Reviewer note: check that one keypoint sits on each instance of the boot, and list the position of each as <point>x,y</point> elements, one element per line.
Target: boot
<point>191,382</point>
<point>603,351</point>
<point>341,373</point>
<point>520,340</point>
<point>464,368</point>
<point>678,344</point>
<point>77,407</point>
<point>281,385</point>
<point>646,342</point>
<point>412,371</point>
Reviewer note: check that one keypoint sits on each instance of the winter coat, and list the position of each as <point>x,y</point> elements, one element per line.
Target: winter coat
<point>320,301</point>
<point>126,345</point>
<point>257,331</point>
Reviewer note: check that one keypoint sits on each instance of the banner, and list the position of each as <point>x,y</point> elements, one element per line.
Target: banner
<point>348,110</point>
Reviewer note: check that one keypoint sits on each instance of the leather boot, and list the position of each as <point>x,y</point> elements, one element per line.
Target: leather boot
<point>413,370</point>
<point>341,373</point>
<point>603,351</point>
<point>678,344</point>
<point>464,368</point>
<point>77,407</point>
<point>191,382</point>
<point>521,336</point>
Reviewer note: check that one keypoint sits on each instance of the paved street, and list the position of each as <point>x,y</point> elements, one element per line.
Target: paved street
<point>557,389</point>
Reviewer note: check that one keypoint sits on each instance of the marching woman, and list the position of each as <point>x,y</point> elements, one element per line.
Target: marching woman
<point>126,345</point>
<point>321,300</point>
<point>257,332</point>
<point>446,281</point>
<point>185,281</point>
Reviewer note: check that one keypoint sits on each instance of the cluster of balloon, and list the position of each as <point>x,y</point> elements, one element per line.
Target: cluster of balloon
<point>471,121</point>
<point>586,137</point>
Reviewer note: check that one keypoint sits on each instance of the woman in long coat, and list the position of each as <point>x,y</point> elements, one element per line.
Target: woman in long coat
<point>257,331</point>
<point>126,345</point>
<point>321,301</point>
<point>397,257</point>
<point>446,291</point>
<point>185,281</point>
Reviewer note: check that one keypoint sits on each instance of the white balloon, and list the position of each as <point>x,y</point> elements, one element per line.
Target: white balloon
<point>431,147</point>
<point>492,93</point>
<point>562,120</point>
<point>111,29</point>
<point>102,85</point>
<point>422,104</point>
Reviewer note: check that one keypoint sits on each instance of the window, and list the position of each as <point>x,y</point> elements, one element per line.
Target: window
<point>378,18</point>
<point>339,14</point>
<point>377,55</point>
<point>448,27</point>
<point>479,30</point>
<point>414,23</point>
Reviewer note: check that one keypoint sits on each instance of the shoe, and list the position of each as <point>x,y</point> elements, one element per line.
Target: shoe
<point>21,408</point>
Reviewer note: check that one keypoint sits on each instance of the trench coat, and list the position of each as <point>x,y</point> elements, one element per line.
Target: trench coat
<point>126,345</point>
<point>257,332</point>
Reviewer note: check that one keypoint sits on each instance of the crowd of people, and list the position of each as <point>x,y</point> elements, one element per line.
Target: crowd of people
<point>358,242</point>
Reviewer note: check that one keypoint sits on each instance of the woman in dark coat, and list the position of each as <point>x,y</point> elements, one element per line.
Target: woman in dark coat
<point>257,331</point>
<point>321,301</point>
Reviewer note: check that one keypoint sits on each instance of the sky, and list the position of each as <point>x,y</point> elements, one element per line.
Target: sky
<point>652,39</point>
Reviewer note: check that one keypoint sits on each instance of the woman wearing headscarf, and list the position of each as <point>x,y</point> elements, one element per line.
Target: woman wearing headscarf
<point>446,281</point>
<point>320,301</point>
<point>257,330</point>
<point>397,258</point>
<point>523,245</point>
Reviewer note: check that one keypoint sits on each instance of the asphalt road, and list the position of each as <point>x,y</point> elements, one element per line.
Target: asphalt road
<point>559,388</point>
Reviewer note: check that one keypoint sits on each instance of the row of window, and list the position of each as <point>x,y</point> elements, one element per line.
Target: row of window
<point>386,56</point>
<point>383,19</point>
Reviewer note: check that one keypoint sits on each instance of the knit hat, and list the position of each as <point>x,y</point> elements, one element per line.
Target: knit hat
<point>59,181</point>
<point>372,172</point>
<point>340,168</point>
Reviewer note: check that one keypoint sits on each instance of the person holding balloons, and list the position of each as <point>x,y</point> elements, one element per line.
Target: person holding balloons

====

__AIM OF THE TASK__.
Copy all of the entries above line for line, with no changes to any wording, number, or tag.

__SOLUTION TO THE EXERCISE__.
Reviewer note: check that one keypoint sits on each instance of the boot, and list the position of each as <point>x,y</point> elements, one element per line.
Target: boot
<point>191,382</point>
<point>603,351</point>
<point>341,373</point>
<point>520,340</point>
<point>464,368</point>
<point>678,344</point>
<point>77,407</point>
<point>281,385</point>
<point>646,342</point>
<point>412,371</point>
Reviewer note: check that one keypoint sits on each instance of the winter coat, and list the position of each as <point>x,y</point> elements, one element per line.
Target: winter coat
<point>320,301</point>
<point>126,345</point>
<point>257,331</point>
Reviewer note: check that one keypoint sits on each instance of the banner, and list the position of each as <point>x,y</point> elements, one element per line.
Target: banner
<point>348,110</point>
Reviewer note: check that one keypoint sits on each instance of the leather boot, and list the position of each as <point>x,y</point> elements, one element per line.
Target: leather boot
<point>413,370</point>
<point>341,373</point>
<point>603,351</point>
<point>678,344</point>
<point>464,368</point>
<point>77,407</point>
<point>191,382</point>
<point>521,336</point>
Reviewer note: check that one keypoint sits on each instance of the paved street, and list the position of each as <point>x,y</point> elements, one element per line.
Target: paved street
<point>557,389</point>
Reviewer note: check that one keypoint sits on each instance of the marching woman, and list the position of each as <point>x,y</point> elements, one element per line.
Target: marching woman
<point>126,345</point>
<point>321,300</point>
<point>257,332</point>
<point>446,281</point>
<point>185,281</point>
Reviewer note: check that one keypoint sits on each instance of the cluster of balloon, and list the position of each as <point>x,y</point> elements, one element per line.
Target: cluster of balloon
<point>471,121</point>
<point>586,137</point>
Reviewer note: check that one keypoint sits on each instance of the woman in long coat, and list the position of each as <point>x,y</point> elements, one element per line.
Target: woman in long coat
<point>257,331</point>
<point>126,345</point>
<point>321,301</point>
<point>397,257</point>
<point>446,291</point>
<point>185,281</point>
Reviewer note: check that one keypoint sits on each instance of the white balloon, and list the position of each as <point>x,y</point> elements, one element per line.
Target: white balloon
<point>431,147</point>
<point>492,93</point>
<point>562,120</point>
<point>111,29</point>
<point>102,85</point>
<point>422,104</point>
Reviewer note: check that one keypoint sits on each instance of the window, and list the position of each as <point>x,y</point> elements, one element per line.
Target: window
<point>378,18</point>
<point>339,14</point>
<point>377,55</point>
<point>448,27</point>
<point>479,30</point>
<point>414,23</point>
Reviewer note: check that one keypoint sits on each instance of the shoe, and list the position of each as <point>x,y</point> elements, one element per line.
Target: shoe
<point>21,408</point>
Reviewer note: check that one keypoint sits on each instance of the trench coat, and list the position of each as <point>x,y</point> elements, one element per line.
Target: trench coat
<point>126,345</point>
<point>257,332</point>
Reviewer note: check that one keypoint sits on each instance of the crowd of people, and list the position of each as <point>x,y</point> elements, one element per line.
Target: crowd of people
<point>358,242</point>
Reviewer note: check that one keypoint sits on each instance of the woman in dark coat, and list the position of each as <point>x,y</point> elements, one element per line.
Target: woman in dark coat
<point>257,331</point>
<point>321,301</point>
Reviewer note: check that one keypoint sits on each instance of the sky, and list the position of each as <point>x,y</point> elements, one element per line.
Target: sky
<point>652,39</point>
Reviewer note: check that one keypoint sits on each instance of the woman wearing headscarf, and list the position of each as <point>x,y</point> elements, one element per line.
Target: woman wearing headscarf
<point>446,281</point>
<point>320,301</point>
<point>257,330</point>
<point>397,258</point>
<point>523,245</point>
Reviewer note: check that one keypoint sits on each instance of the asphalt road, and list the position of each as <point>x,y</point> elements, one element per line.
Target: asphalt road
<point>559,388</point>
Reviewer note: check that one keypoint sits on each instance of the row of window, and list the position of each as <point>x,y</point> elements, one element per line.
Target: row of window
<point>386,56</point>
<point>383,19</point>
Reviewer note: check that one keypoint sits on each instance of the knit hat, and list the position of each as <point>x,y</point> elements, one element per line.
Target: knit hat
<point>59,181</point>
<point>372,172</point>
<point>340,168</point>
Reviewer note: check that one keypoint sits on each instance of the person holding balloons, and list the position of each as <point>x,y</point> elements, one element per line.
Target: person holding balloons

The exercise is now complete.